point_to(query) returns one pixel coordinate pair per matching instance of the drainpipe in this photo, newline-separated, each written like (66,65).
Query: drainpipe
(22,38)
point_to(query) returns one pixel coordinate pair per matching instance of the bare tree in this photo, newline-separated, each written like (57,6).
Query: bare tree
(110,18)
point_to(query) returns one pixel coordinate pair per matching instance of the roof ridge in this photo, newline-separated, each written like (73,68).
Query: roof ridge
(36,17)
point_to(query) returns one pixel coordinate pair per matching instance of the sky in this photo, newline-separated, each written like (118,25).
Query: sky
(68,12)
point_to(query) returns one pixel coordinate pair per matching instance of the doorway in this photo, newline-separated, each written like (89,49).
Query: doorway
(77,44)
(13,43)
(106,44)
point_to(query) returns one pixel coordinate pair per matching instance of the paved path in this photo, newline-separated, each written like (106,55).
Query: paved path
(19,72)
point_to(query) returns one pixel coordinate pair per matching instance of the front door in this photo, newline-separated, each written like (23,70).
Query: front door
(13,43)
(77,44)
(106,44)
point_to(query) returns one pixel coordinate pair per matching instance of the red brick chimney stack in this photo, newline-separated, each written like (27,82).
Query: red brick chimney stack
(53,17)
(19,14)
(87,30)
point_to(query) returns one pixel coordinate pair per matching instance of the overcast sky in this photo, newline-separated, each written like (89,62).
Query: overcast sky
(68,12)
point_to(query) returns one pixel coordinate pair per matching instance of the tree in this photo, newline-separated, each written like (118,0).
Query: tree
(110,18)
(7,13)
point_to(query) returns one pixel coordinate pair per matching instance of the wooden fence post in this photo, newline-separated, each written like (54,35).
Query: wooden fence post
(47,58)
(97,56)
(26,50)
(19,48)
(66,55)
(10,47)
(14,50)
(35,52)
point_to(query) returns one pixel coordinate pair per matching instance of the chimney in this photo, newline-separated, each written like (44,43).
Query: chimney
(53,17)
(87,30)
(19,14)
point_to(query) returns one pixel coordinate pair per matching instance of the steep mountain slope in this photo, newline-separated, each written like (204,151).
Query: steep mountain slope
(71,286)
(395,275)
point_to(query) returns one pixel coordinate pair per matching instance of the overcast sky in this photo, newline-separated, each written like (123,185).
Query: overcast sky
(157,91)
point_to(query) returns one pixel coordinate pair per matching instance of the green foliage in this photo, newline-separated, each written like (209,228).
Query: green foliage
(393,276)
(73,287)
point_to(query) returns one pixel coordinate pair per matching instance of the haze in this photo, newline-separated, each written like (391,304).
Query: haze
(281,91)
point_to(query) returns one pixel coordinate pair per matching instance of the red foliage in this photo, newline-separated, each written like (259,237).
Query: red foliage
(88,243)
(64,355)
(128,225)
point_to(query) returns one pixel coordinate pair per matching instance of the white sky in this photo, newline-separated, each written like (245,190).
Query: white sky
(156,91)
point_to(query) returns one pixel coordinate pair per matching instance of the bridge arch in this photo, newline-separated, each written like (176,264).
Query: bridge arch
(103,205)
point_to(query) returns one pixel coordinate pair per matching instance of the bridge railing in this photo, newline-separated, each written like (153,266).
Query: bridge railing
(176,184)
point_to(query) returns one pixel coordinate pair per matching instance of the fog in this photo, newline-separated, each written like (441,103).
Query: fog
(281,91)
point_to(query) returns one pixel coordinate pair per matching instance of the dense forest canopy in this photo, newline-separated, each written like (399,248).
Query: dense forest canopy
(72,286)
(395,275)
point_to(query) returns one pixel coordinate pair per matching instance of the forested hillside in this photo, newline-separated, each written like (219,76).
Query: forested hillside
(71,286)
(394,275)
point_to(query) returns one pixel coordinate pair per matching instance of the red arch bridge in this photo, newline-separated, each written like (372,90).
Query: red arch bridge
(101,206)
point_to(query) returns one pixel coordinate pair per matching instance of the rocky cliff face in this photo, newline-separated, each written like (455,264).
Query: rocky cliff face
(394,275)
═══
# Work to be completed
Please copy out the preceding data in full, exactly as written.

# Final answer
point_to(query) returns one pixel coordinate pair per matching instance of the drainpipe in this photo, newline-separated, each written like (66,65).
Query: drainpipe
(22,38)
point_to(query) returns one pixel coordinate pair per matching instance of the bare tree in this photo, newline-separated, each written like (57,6).
Query: bare tree
(110,18)
point_to(query) returns one pixel coordinate pair per matching instance of the roof ridge in this photo, newline-separated, each written like (73,68).
Query: roof ridge
(36,17)
point_to(query) returns one pixel coordinate pair per matching instance of the sky in this photo, newline-separated, each written like (118,25).
Query: sky
(68,12)
point_to(query) returns one pixel coordinate pair per matching instance of the doorway in this photo, newline-separated, each written like (89,49).
Query: doorway
(77,44)
(13,43)
(106,44)
point_to(query) returns one pixel coordinate pair per matching instance of the paved path in this photo, newline-separated, each written like (106,55).
Query: paved path
(19,72)
point_to(query) returns one pixel coordinate pair per matching instance of the front door in this photo, newline-separated, each written like (23,70).
Query: front door
(13,43)
(77,44)
(106,44)
point_to(query) returns one pixel coordinate pair per matching instance of the red brick chimney stack in this photo, newline-separated, each written like (27,82).
Query: red brick chimney stack
(53,17)
(19,14)
(87,30)
point_to(query) returns one pixel coordinate pair per matching instance of the overcast sky in this photo, newline-separated, each written like (89,62).
Query: overcast sky
(68,12)
point_to(query) returns one pixel coordinate pair per matching instance of the tree in this photo, newline-separated, each written like (118,0).
Query: tree
(110,18)
(7,13)
point_to(query) returns one pixel coordinate pair per matching instance of the wooden fence post in this photo, newline-separated, each written like (54,35).
Query: wooden fence post
(47,58)
(97,56)
(26,50)
(19,48)
(66,55)
(10,47)
(14,50)
(35,52)
point_to(query) returns one pixel coordinate pair per matching instance of the chimney in this photo, newline-separated, each written like (44,43).
Query: chimney
(53,17)
(87,30)
(19,14)
point_to(query) returns one pixel coordinate pair per matching instance of the steep mountain slope in this photo, newline-separated, each written like (204,151).
Query: steep mountain slope
(71,286)
(395,275)
point_to(query) returns one pixel coordinate pair per matching instance of the overcast sky in this photo, newline-separated, each written like (123,185).
Query: overcast sky
(157,91)
point_to(query) returns one pixel coordinate pair per matching instance of the green foliage in this photo, newline-separated, each written like (209,228).
Query: green foliage
(393,276)
(73,287)
point_to(query) returns one pixel coordinate pair per matching instance of the haze in this photo, newline-separated, each written like (391,304).
Query: haze
(281,91)
point_to(query) returns one pixel coordinate pair per matching instance of the red foliage in this photo, newline-separated, each written like (259,237).
Query: red foliage
(88,243)
(64,355)
(128,225)
point_to(query) returns one pixel coordinate pair per matching instance of the white sky in this photo, newline-separated, each written like (245,190).
Query: white sky
(156,91)
point_to(query) returns one pixel coordinate pair per matching instance of the bridge arch in this photo, newline-separated, each written like (176,264).
Query: bridge arch
(103,205)
point_to(query) returns one pixel coordinate pair per matching instance of the bridge railing in this photo, newline-separated, each written like (153,266).
Query: bridge railing
(176,184)
point_to(query) returns one pixel coordinate pair per matching instance of the fog in this photo, newline-separated, each written like (441,103).
Query: fog
(281,91)
point_to(query) returns one pixel coordinate pair per matching instance of the dense forest canopy in this photo, newline-separated, each written like (399,248).
Query: dense forest canopy
(72,286)
(395,275)
point_to(query) returns one pixel coordinate pair per matching instance of the forested hillside in this photo, newline-separated, each written like (219,76).
Query: forested hillside
(71,286)
(394,275)
point_to(query) returns one pixel coordinate pair per matching instance of the red arch bridge in this photo, newline-separated, each written like (372,90).
Query: red arch bridge
(101,206)
point_to(query) returns one pixel coordinate pair per matching instance of the rocky cliff face in this photo, newline-separated, each written like (455,264).
Query: rocky cliff face
(394,275)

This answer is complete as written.